- **Work instructions**:
List every song title that appears in quotation marks in the page excerpt on the Rolling Stones below.

- **Page excerpt**:

==========

If you’re saying that the Puritan ethos in New England is rooted in the Spanish Inquisition, as Monty Python puts it, “Nobody expects the Spanish Inquisition!”


2/1/21
How did the Rolling Stones first come into pop consciousness? With the Beatles it seems that the territory is marked out right from the start, with “She Loves You” and “Please Please Me” and “Twist and Shout.” With the Stones, it seems there’s a couple of years where they’re a kind of purist R&B band, then in 1965 they start releasing what we usually think of as Rolling Stones records. What was their presence before 1965?
[update] An addendum to the previous that just came to me: The famous line is the Beatles wanted to hold your hand and the Stones wanted to pillage your town, but really, in the beginning it was the Beatles wanted to hold your hand and the Stones wanted to play Chuck Berry covers.
– Robert Fiore

I can’t speak for the world. In the UK when they started out they were blues purists and evangelists, and that may have affected their early following—and common denigration by British blues players. But their first single, as you say, was a cover of Chuck Berry’s (not that well known) “Come On,” which after a lot of soul searching about Be True to Your School (of the blues) they judged within their standards of legitimacy. And then they covered the Beatles “I Wanna Be Your Man.” And then they made a commercial for Rice Krispies. Still, they did remain true to their school—they wanted to introduce the US to its own artists, from Muddy Waters to Howlin’ Wolf and more, and they did.

==========

- **Data shown**:
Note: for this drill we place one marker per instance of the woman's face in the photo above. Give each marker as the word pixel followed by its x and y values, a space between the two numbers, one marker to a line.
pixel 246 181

==========

- **Correct result**:
"She Loves You"
"Please Please Me"
"Twist and Shout"
"Come On"
"I Wanna Be Your Man"